(Source data):
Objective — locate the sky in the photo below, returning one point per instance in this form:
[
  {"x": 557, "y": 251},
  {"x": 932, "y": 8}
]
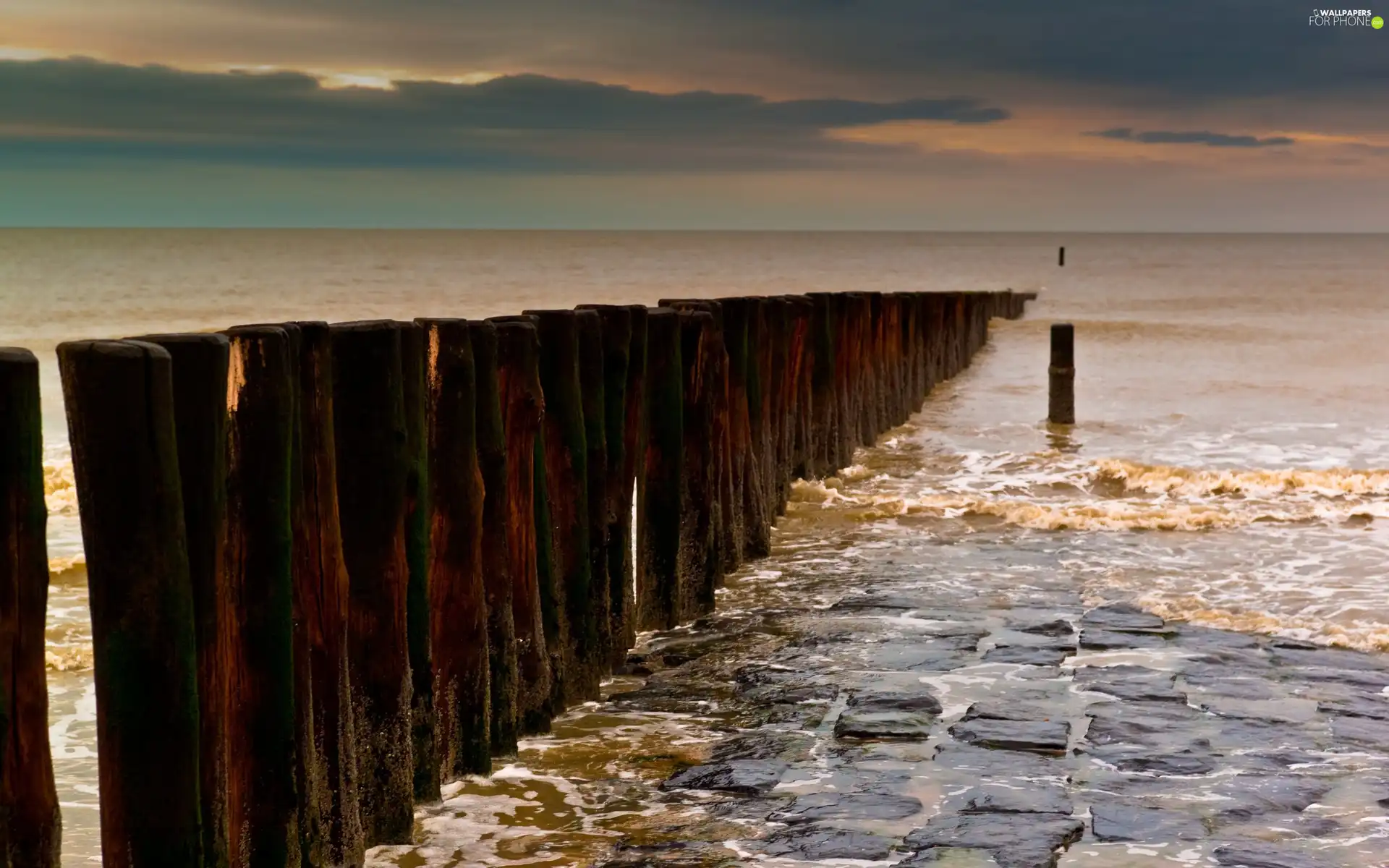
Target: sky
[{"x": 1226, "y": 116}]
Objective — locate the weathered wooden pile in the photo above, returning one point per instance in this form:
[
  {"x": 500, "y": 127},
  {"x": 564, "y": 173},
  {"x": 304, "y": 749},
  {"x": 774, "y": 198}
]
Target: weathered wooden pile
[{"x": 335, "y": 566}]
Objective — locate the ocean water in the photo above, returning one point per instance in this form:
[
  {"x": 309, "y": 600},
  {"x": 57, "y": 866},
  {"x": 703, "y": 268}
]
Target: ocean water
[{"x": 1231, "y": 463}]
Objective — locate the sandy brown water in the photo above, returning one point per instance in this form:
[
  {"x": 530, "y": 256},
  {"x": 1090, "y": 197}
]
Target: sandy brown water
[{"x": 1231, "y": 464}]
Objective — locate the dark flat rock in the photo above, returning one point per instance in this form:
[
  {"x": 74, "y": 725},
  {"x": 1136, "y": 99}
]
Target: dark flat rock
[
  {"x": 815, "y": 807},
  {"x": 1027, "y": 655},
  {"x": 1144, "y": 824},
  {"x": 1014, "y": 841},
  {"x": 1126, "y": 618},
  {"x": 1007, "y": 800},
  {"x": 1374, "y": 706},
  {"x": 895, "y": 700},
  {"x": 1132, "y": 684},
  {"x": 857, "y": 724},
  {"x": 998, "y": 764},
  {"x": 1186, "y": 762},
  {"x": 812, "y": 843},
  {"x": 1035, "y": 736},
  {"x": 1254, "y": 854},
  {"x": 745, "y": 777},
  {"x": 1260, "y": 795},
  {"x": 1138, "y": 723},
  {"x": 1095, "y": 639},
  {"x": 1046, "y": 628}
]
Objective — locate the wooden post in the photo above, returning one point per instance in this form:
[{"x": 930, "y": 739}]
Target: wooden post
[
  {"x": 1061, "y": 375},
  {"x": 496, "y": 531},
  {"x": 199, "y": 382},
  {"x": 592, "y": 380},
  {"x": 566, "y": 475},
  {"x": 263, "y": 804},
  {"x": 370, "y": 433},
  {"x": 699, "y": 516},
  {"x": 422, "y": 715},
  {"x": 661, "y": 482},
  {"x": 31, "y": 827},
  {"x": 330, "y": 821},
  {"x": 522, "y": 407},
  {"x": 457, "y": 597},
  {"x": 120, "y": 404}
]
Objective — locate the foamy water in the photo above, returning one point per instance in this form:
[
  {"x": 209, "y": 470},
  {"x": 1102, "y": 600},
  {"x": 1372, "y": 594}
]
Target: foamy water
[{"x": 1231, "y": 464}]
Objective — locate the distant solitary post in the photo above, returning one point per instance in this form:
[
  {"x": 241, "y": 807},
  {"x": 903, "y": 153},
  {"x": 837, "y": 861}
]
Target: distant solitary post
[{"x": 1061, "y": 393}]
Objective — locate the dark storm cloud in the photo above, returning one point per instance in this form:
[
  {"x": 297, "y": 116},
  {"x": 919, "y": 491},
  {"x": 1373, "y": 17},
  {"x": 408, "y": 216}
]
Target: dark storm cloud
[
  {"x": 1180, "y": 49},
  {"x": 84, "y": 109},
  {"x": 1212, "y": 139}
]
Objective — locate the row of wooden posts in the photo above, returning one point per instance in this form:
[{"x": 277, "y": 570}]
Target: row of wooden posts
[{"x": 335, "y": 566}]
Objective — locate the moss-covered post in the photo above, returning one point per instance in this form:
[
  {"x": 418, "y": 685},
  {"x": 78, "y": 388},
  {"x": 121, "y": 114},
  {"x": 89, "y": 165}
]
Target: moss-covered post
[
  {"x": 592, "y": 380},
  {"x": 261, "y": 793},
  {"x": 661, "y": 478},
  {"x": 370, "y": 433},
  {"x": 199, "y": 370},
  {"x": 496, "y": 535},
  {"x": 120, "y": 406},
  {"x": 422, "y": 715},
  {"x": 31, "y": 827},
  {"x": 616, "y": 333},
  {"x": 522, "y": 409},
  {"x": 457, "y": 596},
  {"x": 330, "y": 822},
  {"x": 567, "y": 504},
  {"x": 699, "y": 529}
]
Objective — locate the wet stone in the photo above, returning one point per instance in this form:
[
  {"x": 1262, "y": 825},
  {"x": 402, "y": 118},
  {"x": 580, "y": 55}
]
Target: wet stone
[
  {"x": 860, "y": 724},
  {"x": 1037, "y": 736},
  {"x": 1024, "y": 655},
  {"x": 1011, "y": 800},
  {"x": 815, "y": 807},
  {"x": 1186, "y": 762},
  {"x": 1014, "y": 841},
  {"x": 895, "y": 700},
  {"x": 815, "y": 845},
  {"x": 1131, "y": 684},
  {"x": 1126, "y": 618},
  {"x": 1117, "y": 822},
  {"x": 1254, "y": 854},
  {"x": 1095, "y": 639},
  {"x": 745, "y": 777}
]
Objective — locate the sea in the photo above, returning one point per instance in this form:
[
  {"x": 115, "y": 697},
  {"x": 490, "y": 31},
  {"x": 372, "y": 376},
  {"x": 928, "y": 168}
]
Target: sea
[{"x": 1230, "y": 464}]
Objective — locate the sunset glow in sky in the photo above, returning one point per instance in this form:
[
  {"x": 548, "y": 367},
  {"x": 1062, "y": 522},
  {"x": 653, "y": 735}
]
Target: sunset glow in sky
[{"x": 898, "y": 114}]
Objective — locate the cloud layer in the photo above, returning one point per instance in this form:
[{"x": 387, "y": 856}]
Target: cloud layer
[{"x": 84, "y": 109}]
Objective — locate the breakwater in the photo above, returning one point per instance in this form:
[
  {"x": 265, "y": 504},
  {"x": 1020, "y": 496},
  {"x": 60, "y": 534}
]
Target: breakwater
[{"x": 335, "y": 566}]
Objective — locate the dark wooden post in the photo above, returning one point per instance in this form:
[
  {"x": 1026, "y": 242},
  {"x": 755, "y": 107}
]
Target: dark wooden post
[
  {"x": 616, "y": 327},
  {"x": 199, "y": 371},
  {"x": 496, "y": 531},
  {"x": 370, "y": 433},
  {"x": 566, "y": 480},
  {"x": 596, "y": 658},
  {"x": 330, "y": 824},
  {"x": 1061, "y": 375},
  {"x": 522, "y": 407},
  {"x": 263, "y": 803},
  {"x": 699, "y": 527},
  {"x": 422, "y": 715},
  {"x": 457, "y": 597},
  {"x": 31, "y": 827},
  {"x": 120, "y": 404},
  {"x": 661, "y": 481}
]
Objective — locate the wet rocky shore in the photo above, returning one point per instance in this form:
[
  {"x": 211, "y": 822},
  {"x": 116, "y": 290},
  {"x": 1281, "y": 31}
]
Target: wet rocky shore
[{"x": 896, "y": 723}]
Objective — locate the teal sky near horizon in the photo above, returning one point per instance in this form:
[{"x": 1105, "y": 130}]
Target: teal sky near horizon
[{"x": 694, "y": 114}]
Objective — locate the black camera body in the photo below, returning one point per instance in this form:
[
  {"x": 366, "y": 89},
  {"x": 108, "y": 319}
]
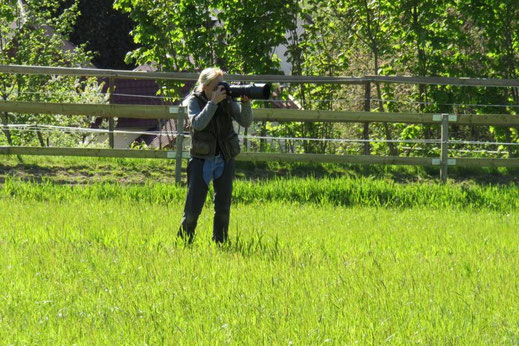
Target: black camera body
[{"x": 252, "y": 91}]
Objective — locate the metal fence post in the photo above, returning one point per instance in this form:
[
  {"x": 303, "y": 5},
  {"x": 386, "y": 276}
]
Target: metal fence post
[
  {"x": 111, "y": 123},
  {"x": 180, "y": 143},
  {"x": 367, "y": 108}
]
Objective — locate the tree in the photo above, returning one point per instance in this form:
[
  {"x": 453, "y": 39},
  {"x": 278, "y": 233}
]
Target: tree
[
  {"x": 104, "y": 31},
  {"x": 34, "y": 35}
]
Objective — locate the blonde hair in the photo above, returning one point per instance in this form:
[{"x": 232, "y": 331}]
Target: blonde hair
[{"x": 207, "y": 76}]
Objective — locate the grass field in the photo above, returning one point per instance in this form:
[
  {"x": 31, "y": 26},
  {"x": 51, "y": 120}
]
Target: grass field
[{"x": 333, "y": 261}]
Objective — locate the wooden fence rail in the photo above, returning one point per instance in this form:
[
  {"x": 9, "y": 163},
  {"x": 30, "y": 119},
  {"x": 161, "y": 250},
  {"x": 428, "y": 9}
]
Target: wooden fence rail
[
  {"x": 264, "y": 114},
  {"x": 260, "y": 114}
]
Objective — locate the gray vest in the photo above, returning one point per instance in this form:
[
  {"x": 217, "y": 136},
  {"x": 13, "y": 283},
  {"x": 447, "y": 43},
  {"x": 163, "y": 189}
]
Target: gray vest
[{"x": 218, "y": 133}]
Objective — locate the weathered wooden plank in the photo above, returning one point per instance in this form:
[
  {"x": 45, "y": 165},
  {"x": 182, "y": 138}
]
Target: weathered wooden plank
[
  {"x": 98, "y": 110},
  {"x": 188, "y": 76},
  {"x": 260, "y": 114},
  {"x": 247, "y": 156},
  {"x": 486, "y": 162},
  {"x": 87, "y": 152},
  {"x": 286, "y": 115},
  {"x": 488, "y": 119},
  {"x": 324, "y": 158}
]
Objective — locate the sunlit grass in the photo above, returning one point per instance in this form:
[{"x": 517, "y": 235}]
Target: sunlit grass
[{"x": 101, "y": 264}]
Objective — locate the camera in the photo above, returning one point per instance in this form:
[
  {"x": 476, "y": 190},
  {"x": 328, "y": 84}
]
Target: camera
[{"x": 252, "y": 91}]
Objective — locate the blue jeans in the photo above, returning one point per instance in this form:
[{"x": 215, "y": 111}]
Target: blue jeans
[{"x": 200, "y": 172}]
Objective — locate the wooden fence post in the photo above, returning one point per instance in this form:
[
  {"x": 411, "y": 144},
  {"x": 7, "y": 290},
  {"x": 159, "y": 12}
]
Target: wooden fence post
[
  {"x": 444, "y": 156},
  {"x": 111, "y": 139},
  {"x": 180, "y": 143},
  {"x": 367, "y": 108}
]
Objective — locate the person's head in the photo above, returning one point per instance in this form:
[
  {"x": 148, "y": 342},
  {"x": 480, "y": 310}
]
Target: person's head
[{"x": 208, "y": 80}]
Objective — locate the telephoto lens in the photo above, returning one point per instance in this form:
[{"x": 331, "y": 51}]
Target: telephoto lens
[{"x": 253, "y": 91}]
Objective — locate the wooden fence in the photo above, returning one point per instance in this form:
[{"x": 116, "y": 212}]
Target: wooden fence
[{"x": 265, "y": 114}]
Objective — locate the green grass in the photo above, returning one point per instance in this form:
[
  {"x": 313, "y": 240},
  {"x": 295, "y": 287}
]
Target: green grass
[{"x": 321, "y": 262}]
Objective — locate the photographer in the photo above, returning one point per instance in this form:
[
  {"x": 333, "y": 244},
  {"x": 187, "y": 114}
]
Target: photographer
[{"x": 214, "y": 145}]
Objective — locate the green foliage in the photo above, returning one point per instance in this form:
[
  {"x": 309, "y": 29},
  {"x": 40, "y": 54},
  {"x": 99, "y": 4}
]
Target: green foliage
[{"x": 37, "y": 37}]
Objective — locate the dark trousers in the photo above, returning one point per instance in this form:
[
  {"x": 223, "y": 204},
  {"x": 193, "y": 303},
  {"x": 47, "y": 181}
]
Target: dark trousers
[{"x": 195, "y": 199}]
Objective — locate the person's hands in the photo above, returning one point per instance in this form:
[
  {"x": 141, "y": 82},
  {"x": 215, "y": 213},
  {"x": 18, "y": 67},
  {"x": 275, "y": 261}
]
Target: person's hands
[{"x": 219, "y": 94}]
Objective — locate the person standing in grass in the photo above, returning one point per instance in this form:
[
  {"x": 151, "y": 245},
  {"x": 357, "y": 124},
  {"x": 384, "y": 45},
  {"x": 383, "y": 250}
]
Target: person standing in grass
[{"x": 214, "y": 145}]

(What is being asked):
Reproduce only the lines running from the one that contains "Objective — locate the photographer" to the last line of the records.

(In response):
Objective — locate the photographer in the photo above, returning one point per instance in this form:
[
  {"x": 333, "y": 244},
  {"x": 187, "y": 114}
]
Target: photographer
[{"x": 214, "y": 145}]
Objective — locate the green foliage in the photo above, returning one point per instance in this form:
[
  {"x": 309, "y": 29},
  {"x": 40, "y": 54},
  {"x": 99, "y": 4}
]
Target: green foliage
[{"x": 37, "y": 37}]
Objective — locate the dark trousers in the photo above, returning one point per instance in this form:
[
  {"x": 223, "y": 204},
  {"x": 193, "y": 303},
  {"x": 47, "y": 181}
]
Target: dark trousers
[{"x": 195, "y": 199}]
Objective — locate the person's hands in the photo above, returning one point per instance in this form:
[
  {"x": 141, "y": 82},
  {"x": 215, "y": 213},
  {"x": 18, "y": 67},
  {"x": 275, "y": 261}
]
Target: person's hands
[{"x": 219, "y": 94}]
Objective — locate the person standing in grass in the photo above, returning one point per instance in this form:
[
  {"x": 151, "y": 245},
  {"x": 357, "y": 124},
  {"x": 384, "y": 45},
  {"x": 383, "y": 250}
]
Target: person standing in grass
[{"x": 214, "y": 145}]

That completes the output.